◆ **What you should do**: The line containing "label the solar" and all lines following it in the listing below are to be reproduced exactly, with no other lines.
[Start of section]
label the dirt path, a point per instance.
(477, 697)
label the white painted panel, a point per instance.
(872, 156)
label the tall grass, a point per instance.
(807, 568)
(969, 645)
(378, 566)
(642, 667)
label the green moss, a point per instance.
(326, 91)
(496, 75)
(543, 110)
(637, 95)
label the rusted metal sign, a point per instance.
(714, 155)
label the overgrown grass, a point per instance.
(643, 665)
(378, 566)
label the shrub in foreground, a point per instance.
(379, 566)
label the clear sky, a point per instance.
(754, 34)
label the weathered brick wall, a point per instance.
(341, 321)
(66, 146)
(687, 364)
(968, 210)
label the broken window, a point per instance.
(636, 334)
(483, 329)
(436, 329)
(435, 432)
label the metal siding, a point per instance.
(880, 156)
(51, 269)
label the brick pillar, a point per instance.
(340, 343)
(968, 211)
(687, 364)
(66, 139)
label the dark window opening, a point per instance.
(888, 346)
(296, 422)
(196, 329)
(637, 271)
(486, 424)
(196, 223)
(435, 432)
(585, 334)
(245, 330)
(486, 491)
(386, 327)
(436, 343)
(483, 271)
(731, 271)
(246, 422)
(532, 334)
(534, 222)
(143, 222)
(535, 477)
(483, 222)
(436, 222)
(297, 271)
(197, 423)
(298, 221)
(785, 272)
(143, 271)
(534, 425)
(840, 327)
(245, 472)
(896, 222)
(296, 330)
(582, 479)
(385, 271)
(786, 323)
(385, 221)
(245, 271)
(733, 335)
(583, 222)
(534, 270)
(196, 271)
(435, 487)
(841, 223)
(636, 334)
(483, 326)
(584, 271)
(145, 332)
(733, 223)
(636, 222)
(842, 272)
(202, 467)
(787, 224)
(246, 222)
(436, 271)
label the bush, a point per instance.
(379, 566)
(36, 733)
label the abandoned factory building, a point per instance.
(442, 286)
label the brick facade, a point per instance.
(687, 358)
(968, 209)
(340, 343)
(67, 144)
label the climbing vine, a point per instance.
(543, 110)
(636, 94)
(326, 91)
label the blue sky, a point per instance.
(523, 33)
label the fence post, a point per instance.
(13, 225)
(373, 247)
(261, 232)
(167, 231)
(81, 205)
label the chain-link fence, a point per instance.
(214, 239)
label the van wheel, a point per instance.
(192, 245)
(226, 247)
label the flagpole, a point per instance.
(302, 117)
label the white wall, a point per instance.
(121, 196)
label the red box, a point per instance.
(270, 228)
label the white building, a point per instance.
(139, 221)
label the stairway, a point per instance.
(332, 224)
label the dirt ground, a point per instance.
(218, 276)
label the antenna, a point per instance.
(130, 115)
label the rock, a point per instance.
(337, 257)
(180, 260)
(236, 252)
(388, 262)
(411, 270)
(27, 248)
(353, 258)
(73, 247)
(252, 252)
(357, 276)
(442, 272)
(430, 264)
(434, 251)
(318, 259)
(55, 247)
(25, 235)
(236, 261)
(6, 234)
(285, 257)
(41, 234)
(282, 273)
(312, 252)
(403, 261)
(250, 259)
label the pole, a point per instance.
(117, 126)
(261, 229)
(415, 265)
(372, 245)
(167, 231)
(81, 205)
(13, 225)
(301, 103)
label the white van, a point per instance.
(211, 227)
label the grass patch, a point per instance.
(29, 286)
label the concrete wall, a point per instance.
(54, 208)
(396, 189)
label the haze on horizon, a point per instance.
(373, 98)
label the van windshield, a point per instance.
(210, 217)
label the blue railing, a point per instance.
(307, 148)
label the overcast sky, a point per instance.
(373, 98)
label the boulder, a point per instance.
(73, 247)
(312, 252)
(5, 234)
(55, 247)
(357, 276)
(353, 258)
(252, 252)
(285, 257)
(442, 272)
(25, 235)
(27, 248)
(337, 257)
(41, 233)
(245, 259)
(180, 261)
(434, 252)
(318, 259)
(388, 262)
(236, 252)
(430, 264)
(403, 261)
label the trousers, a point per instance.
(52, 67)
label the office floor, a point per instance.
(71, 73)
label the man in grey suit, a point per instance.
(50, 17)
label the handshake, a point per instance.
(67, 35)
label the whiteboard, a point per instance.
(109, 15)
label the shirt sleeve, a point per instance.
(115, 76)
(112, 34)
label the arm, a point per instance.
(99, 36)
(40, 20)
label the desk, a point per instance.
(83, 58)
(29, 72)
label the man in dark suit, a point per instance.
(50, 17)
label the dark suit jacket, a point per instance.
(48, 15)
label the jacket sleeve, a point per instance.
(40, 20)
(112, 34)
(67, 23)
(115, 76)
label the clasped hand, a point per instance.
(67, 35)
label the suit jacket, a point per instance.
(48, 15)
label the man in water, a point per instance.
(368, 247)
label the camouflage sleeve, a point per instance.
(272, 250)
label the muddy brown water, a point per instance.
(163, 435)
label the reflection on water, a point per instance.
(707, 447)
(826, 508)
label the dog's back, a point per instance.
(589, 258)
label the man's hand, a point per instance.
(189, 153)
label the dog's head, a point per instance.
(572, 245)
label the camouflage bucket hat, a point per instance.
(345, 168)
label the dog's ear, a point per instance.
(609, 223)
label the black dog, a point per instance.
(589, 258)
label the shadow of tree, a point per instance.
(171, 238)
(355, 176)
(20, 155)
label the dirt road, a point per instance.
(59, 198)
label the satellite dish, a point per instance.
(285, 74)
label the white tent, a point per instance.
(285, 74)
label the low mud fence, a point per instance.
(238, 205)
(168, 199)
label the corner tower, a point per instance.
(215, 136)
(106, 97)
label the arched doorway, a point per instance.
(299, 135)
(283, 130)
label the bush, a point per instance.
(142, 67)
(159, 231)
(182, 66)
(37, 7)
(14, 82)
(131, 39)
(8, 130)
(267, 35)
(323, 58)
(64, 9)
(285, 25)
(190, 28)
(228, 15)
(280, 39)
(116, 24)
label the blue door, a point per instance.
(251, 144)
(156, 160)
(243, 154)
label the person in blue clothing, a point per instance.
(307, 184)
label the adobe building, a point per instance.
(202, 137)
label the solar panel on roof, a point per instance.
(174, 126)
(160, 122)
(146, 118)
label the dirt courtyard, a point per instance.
[End of section]
◆ **Answer to the problem**:
label the solar panel on roof, a point per instance.
(174, 126)
(160, 122)
(146, 118)
label the dirt courtyard, a point per instance.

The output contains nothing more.